▸ Action item:
Below are records to reproduce in full; copy them exactly but keep the pictures out.

▸ Supplied records:
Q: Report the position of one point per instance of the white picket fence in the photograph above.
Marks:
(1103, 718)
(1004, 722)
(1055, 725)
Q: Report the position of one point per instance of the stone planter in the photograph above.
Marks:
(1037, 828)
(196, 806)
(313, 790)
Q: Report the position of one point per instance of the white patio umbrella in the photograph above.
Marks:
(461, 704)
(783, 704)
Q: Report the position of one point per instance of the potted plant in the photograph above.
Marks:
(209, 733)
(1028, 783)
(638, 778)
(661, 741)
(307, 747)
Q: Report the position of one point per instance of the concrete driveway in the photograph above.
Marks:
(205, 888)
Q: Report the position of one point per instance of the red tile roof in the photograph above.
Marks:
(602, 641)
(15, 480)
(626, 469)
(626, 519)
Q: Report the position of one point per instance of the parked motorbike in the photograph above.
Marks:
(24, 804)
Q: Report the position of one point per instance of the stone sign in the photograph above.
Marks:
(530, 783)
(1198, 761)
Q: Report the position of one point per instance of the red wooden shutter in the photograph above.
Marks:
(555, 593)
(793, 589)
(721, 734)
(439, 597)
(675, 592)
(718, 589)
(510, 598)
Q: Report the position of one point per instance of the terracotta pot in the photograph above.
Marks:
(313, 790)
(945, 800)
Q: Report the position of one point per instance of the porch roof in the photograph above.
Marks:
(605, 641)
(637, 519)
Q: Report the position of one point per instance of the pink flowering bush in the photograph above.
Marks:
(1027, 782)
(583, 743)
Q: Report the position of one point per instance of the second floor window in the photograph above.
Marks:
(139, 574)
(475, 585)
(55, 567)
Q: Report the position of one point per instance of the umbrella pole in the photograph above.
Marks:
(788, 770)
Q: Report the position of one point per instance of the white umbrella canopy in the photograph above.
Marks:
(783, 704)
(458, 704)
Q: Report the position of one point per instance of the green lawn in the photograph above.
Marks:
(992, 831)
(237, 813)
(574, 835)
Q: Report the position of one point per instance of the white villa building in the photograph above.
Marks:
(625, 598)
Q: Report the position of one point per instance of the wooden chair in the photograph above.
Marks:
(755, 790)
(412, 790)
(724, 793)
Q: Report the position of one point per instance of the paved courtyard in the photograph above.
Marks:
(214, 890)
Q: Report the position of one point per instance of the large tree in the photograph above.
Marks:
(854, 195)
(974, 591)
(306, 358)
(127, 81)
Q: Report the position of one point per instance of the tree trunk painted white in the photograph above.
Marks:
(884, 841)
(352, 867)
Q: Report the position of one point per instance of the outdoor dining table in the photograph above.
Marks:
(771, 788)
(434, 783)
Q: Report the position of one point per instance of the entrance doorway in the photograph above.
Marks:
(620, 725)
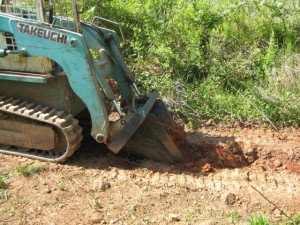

▸ Written response:
Q: Report the position of one point per instance of the white picket fence in the photograph above.
Marks:
(1103, 718)
(1004, 722)
(1055, 725)
Q: Report the position of one point per instance of the stone planter in the photograph above.
Marks:
(1037, 828)
(196, 806)
(313, 790)
Q: Report the position of one point per instance of the white patio umbrella in the photograph above.
Marks:
(461, 704)
(783, 704)
Q: Report the position of one point per instance of the potted plant in the photograph above.
Marks:
(209, 733)
(1028, 783)
(638, 778)
(661, 741)
(307, 747)
Q: Report the position of one point per instance of the concrete driveway in the photograph above.
Marks:
(205, 888)
Q: Report the position of one point per instance of the red tile roof in the photograph above.
Marks:
(602, 641)
(15, 480)
(626, 469)
(626, 519)
Q: Report the position of one point per instance of the parked motorbike in the photograph above.
Marks:
(24, 804)
Q: Report the position of one point per instance of the stone sign in the photograph above.
Marks:
(530, 783)
(1198, 761)
Q: Report the position of one point per instance of the red wooden shutter in the photograph above.
Marks:
(555, 593)
(793, 589)
(721, 734)
(439, 597)
(675, 592)
(718, 589)
(510, 598)
Q: Report the position of one point per instance of the terracotta pot in the photograph above.
Marks:
(313, 790)
(945, 800)
Q: Report the position of one point per instance of the porch roof in the photograph above.
Marks:
(605, 641)
(637, 519)
Q: Report the position of one point per instance of the pink flowering bush in the photograph above.
Marks:
(1027, 782)
(583, 743)
Q: Report the position of one point per instance of the second floor window in the photograph above.
Marks:
(139, 574)
(475, 585)
(55, 567)
Q: Report the position of one point per instance of the umbrella pole in the photograph above.
Marks:
(788, 770)
Q: Report the position of one point per instance of the white umbrella canopy in the photograph above.
Marks:
(783, 704)
(458, 704)
Q: Report the position of one point per instance of the green lawn in the photograph above.
Marks:
(992, 831)
(237, 813)
(574, 835)
Q: Report the position of one point per instance of the white villa building in the photograph above.
Marks:
(625, 598)
Q: Report the position of one point per instance of the wooden chair in the photograph above.
Marks:
(755, 790)
(412, 790)
(724, 793)
Q: Report the position of one point per instance of the paved courtyard in the photograph above.
Marks:
(214, 890)
Q: Report the position of one point per instance of the large tree in the photograph above.
Marks:
(854, 195)
(974, 591)
(306, 358)
(127, 81)
Q: Report the position of one point per instance of the tree trunk painted white in the photograph above.
Marks:
(884, 841)
(352, 867)
Q: Report the position of one point per instance of the outdoor dining table in the photograph above.
Marks:
(771, 788)
(434, 783)
Q: Report the position of one point per instance of the entrance doorway in the photograph above.
Marks:
(620, 725)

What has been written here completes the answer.